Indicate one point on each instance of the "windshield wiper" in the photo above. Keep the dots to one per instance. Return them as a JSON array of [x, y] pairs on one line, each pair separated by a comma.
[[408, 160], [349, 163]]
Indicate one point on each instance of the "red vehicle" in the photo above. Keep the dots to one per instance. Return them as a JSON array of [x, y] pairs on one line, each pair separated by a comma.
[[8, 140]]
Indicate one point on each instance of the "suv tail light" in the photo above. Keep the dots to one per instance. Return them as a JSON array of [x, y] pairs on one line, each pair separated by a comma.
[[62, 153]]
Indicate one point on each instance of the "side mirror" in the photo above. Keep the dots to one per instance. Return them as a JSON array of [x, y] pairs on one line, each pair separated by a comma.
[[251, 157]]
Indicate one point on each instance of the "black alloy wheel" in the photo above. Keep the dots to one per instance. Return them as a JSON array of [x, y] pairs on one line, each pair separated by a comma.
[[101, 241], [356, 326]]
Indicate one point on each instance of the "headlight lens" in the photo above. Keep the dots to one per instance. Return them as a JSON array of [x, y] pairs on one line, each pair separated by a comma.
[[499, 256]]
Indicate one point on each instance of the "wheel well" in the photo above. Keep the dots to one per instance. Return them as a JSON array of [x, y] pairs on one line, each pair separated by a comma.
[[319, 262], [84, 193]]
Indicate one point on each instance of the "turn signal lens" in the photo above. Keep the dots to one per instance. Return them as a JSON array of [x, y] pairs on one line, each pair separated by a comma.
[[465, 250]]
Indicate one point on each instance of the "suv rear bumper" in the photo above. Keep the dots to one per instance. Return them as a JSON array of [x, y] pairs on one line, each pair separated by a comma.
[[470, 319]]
*-*-*
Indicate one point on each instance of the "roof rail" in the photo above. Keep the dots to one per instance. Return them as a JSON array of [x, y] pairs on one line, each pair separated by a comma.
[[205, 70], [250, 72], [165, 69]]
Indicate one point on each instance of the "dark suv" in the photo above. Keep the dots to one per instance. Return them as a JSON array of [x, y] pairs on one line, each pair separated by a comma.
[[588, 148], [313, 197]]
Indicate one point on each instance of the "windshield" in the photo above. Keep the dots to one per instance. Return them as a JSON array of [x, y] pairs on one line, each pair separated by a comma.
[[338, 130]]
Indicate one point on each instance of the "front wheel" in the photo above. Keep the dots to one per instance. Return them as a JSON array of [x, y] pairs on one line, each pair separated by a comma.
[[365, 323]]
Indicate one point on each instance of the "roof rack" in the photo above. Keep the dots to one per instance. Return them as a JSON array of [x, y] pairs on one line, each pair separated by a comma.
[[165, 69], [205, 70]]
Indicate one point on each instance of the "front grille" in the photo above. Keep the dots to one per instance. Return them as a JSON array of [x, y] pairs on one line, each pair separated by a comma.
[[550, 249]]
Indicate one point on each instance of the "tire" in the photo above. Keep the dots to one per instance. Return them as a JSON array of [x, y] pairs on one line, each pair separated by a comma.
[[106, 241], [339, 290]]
*-*-*
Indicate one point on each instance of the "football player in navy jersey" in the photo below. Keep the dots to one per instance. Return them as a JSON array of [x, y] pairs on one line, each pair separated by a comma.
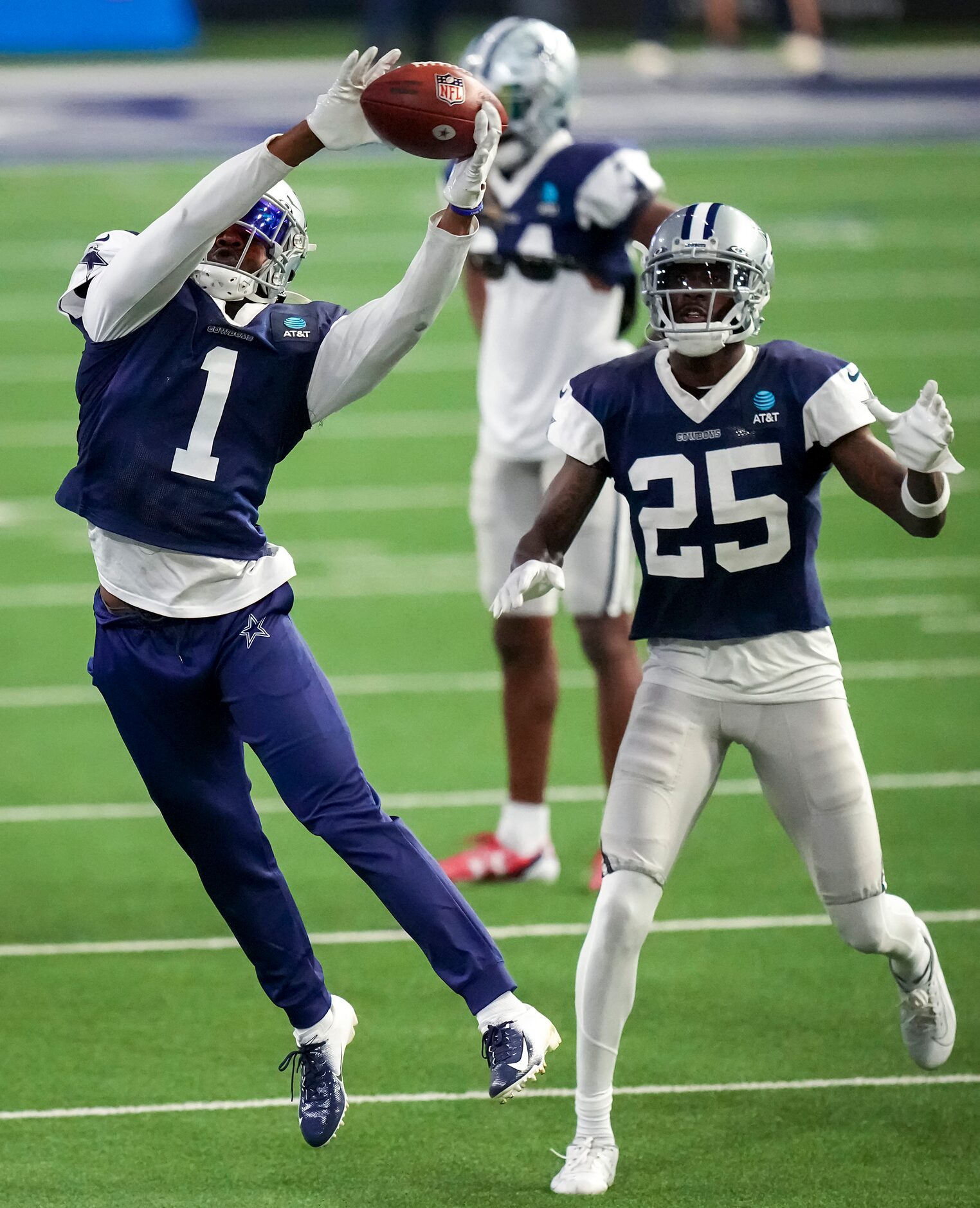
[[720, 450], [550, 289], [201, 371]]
*-*-*
__Stated task__: Identify every line of the records that contains the word "lens" and copy each one out in full. Case counts.

__Final result__:
Indicate one point on each instance of the "headlight lens" in the photo above. Keep the dots to one per instance. Return them as a JSON array of [x, y] pairs on one line, each pair separated by a comma.
Indicate one point on each instance of the "turn signal lens" in the photo above. Keep the dots to one per instance. Return them as a JSON array of [x, y] pairs on one line, each pair separated by a comma.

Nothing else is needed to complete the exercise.